[Task directions]
State how many lines of the entries below contain the word "soho". Give only the number.

[Dataset records]
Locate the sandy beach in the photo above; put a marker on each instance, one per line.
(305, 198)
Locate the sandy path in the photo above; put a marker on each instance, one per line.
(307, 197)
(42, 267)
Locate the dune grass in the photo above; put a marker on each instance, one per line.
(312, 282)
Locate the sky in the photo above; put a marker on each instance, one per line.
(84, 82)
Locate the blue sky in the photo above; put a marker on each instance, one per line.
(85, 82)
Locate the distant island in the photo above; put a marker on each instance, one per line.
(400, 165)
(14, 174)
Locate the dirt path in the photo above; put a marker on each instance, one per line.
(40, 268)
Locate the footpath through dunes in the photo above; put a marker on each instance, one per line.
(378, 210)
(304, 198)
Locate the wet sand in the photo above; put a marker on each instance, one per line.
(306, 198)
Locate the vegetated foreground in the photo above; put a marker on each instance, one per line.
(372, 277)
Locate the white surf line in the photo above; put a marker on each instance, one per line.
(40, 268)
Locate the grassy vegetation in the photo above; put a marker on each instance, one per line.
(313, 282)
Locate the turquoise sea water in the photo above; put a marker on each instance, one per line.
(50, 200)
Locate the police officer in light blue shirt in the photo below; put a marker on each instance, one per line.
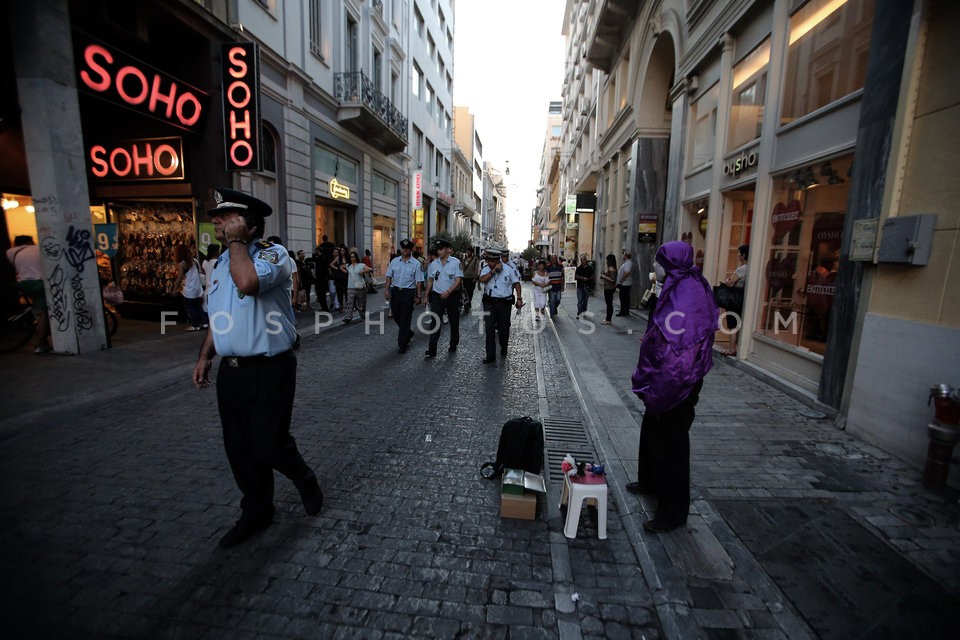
(501, 290)
(252, 328)
(444, 276)
(402, 287)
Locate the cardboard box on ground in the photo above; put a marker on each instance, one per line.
(518, 495)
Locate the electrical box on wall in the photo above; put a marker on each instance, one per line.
(907, 239)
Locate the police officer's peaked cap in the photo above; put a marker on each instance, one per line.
(493, 250)
(232, 200)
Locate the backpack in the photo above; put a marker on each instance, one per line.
(520, 447)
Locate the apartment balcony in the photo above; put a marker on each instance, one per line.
(367, 112)
(614, 20)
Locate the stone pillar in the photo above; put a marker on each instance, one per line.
(650, 168)
(878, 112)
(50, 116)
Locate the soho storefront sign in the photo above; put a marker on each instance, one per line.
(339, 190)
(741, 163)
(241, 106)
(116, 77)
(153, 159)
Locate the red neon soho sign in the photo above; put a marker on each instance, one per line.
(241, 106)
(124, 80)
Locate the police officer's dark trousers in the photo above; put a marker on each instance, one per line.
(496, 323)
(663, 463)
(256, 406)
(439, 306)
(401, 306)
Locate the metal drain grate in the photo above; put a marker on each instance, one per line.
(561, 437)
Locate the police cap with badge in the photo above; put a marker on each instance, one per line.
(492, 251)
(252, 209)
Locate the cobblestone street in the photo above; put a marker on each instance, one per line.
(113, 502)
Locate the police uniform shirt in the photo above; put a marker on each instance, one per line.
(501, 284)
(405, 274)
(444, 275)
(253, 325)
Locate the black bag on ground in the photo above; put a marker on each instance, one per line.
(520, 447)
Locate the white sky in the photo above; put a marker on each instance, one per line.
(508, 66)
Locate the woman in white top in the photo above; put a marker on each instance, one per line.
(737, 280)
(356, 287)
(541, 285)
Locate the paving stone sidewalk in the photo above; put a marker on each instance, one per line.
(797, 529)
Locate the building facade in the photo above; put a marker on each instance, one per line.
(783, 125)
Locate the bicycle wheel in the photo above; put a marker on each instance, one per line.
(16, 331)
(110, 322)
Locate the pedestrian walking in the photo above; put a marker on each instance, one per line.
(444, 276)
(402, 286)
(675, 355)
(356, 287)
(206, 268)
(338, 276)
(609, 278)
(584, 278)
(625, 282)
(556, 273)
(190, 287)
(24, 255)
(471, 269)
(254, 333)
(541, 289)
(501, 290)
(321, 275)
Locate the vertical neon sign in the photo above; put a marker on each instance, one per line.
(241, 106)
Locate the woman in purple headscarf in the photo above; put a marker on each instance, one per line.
(675, 355)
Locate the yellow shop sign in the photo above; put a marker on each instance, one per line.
(338, 190)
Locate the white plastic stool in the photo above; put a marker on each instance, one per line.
(573, 494)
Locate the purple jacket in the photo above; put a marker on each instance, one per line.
(677, 349)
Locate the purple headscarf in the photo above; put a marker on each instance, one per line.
(677, 349)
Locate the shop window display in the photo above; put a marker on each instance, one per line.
(149, 233)
(827, 59)
(803, 253)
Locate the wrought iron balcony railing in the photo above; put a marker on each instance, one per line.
(354, 86)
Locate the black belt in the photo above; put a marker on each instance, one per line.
(246, 361)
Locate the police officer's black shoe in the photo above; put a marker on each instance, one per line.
(245, 528)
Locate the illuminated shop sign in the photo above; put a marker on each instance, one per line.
(417, 187)
(241, 106)
(114, 76)
(741, 163)
(338, 190)
(153, 159)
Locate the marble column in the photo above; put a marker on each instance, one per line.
(52, 134)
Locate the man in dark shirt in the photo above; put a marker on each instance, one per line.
(555, 271)
(584, 278)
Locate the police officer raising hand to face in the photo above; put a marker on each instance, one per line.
(252, 328)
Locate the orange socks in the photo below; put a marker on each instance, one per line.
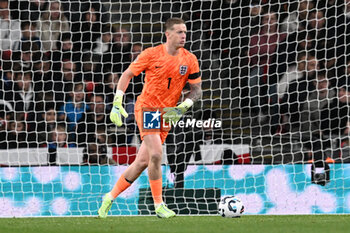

[Written solution]
2